Required work: Filter the listing below, keeping only the lines with the word "background".

□ □ □ □

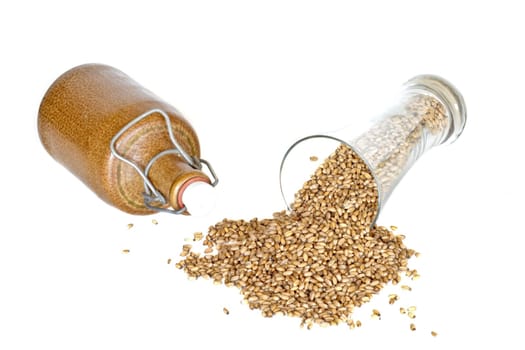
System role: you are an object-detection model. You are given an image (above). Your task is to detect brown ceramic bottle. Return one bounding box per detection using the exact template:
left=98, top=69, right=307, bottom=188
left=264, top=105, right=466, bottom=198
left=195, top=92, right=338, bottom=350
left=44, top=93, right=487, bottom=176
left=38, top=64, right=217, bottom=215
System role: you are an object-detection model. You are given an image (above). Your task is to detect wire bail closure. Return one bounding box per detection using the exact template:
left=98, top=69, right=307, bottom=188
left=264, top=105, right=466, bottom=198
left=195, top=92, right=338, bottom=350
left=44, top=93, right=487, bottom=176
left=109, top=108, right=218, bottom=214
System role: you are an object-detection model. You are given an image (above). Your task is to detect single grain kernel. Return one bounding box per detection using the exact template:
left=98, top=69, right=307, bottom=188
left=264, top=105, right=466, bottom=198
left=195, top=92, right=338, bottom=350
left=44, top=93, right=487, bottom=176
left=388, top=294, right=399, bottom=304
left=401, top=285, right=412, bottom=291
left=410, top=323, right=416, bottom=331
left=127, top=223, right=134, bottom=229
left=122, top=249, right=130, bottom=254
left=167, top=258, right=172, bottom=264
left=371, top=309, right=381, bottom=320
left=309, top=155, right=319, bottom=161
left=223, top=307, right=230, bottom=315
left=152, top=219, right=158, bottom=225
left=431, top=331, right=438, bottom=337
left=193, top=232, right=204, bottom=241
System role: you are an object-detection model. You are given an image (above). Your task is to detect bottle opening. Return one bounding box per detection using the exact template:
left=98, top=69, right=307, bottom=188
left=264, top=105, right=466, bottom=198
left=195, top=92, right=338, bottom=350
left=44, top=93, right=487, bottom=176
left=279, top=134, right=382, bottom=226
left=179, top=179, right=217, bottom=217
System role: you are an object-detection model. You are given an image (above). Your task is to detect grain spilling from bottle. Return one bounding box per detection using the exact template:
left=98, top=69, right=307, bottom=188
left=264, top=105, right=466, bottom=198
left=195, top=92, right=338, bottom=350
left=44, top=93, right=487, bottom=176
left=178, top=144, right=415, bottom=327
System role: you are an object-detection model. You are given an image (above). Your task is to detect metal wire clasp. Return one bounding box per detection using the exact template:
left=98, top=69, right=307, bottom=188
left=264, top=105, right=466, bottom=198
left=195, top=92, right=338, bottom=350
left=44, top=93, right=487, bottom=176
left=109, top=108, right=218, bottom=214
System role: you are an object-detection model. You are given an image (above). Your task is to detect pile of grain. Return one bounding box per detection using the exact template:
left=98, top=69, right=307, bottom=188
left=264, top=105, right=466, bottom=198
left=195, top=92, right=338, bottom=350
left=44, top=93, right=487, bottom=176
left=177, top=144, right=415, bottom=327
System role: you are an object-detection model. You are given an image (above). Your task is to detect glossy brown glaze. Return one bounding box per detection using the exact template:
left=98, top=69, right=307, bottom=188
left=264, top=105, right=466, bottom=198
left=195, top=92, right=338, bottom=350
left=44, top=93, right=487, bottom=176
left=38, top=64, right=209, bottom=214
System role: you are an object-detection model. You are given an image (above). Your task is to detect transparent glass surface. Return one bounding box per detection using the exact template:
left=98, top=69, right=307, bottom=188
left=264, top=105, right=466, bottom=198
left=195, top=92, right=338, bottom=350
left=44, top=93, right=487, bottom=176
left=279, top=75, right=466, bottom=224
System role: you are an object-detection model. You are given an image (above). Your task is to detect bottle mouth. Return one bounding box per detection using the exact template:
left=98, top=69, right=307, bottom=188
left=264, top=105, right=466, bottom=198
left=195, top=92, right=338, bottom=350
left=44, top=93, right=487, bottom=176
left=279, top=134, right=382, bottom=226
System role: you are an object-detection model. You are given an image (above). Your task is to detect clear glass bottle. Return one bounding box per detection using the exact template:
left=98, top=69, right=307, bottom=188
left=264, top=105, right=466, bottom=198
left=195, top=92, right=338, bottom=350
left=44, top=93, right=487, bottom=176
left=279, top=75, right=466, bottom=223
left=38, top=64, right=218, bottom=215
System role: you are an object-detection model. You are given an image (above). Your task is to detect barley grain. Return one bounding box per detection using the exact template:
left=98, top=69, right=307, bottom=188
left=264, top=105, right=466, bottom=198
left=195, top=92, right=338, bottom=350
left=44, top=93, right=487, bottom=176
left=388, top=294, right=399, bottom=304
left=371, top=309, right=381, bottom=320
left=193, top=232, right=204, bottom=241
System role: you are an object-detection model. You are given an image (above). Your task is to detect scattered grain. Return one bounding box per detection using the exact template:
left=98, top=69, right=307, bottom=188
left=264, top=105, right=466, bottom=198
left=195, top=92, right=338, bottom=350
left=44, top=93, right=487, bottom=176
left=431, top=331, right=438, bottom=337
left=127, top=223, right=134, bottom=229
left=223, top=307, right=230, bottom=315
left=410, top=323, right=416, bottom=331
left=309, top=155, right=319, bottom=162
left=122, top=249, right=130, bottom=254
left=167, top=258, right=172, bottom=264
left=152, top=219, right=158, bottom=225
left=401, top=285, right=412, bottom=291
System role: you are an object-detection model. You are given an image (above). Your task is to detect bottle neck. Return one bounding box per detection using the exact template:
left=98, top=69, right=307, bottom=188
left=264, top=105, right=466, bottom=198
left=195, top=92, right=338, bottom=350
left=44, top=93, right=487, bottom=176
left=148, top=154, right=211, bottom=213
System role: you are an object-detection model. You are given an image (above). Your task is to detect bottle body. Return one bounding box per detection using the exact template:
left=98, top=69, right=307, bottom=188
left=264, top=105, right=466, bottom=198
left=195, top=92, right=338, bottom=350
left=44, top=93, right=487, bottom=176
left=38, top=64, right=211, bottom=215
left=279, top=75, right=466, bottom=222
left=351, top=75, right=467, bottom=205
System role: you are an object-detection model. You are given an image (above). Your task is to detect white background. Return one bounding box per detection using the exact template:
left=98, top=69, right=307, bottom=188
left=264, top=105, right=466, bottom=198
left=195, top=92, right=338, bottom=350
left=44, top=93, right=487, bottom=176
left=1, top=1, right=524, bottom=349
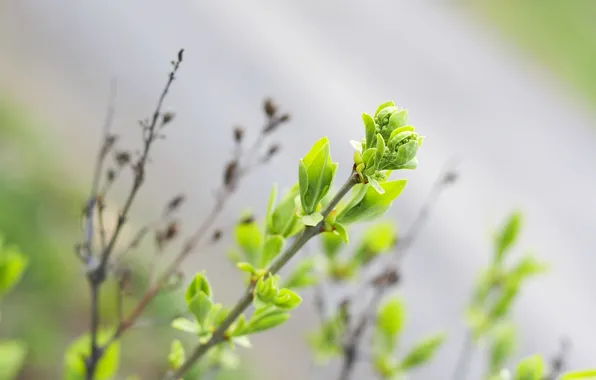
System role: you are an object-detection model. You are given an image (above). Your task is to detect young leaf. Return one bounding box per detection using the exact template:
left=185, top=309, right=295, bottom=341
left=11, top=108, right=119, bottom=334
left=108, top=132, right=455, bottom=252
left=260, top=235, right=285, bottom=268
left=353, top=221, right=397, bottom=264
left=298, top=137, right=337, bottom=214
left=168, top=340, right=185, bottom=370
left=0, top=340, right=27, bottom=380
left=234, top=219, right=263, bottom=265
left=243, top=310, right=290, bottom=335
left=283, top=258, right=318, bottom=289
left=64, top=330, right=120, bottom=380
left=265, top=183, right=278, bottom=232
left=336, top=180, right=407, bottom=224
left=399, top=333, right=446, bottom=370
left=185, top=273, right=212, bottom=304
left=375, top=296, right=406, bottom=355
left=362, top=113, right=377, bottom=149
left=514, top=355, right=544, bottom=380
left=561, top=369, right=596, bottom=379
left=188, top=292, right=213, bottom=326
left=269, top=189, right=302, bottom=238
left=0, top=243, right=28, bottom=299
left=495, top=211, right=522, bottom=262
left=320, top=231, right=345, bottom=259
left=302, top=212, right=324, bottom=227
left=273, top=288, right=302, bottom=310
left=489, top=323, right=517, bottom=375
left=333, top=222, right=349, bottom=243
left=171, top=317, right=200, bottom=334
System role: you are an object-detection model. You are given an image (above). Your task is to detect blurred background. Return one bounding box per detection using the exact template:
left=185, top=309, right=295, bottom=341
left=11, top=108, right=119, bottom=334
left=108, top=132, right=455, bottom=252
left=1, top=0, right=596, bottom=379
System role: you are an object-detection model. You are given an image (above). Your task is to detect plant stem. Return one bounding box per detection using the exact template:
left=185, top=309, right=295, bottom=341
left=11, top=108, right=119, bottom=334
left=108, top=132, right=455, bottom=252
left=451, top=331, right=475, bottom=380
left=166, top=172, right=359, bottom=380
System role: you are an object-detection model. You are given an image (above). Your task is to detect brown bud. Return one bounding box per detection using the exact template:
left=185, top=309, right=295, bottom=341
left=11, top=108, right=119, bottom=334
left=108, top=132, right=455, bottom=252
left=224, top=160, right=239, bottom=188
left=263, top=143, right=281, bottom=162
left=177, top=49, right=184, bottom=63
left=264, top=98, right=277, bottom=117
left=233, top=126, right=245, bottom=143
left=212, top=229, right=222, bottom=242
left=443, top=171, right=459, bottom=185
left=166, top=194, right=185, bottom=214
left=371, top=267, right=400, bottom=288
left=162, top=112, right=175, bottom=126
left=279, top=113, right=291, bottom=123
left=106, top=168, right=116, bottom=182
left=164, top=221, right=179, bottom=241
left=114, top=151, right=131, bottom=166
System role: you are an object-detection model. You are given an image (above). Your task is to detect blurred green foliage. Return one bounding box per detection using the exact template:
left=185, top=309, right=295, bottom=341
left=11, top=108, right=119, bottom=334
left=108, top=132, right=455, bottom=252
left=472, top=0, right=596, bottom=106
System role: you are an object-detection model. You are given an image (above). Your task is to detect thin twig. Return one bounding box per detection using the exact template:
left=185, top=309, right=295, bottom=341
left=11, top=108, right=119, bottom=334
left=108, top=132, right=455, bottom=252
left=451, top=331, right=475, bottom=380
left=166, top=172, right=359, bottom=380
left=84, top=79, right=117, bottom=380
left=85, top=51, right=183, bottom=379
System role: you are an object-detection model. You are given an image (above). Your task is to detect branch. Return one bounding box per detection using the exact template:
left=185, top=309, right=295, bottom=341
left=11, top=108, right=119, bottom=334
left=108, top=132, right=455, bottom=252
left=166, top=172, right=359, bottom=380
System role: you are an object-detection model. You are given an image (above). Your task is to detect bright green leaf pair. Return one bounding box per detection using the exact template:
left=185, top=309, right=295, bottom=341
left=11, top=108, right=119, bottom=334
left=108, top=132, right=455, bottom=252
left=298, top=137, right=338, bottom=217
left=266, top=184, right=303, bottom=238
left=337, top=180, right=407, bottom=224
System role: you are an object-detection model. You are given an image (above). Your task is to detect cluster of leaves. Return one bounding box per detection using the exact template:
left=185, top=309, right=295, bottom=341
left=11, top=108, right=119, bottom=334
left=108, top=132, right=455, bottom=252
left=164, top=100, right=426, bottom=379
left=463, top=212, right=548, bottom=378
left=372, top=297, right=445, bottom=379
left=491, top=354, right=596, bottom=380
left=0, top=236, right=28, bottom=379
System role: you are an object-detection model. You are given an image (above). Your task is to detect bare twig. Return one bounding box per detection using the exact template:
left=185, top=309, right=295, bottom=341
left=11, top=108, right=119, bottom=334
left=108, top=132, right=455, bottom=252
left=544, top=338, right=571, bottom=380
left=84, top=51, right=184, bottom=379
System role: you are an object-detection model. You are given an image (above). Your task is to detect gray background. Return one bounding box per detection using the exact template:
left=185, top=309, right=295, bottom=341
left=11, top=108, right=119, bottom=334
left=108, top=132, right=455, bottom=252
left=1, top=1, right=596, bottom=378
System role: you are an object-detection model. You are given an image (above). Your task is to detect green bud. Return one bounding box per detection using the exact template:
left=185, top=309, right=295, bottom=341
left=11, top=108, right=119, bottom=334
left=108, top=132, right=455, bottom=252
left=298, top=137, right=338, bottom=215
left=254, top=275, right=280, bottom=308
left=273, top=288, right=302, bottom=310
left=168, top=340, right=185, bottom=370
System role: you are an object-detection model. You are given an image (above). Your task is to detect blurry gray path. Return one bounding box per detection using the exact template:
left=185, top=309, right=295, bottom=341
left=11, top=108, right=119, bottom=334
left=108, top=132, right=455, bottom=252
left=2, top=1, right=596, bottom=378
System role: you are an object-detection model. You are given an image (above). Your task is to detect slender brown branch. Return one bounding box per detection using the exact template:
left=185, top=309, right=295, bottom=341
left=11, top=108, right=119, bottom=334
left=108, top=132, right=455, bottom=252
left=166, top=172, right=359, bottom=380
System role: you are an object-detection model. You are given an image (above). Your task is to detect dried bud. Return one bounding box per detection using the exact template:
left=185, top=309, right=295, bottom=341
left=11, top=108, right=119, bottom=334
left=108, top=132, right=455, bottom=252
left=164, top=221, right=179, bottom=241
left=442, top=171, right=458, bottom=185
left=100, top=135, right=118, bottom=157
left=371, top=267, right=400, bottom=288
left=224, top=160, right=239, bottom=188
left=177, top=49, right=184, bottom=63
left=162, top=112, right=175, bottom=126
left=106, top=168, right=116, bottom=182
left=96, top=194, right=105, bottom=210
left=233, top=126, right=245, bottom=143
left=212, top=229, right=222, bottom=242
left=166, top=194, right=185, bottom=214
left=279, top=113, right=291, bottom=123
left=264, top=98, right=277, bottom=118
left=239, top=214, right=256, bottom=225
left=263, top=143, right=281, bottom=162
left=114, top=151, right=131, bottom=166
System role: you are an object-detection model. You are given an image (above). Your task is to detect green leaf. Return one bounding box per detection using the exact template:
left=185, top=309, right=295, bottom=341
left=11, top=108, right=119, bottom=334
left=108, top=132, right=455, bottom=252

□ □ □ □

Output for this exercise:
System role: you are an object-detection model. You are given an image (above). Your task is to detect white background. Return one bounding box per detection using the exact template:
System role: you are an object-detection model. You are given an image (above). Your task is to detect blurred background. Return one bounding box per detection using the exact template:
System role: you are an object-detection model. You are given an image (above). Your task is to detect gray background. Return one bounding box per detection using the exact template:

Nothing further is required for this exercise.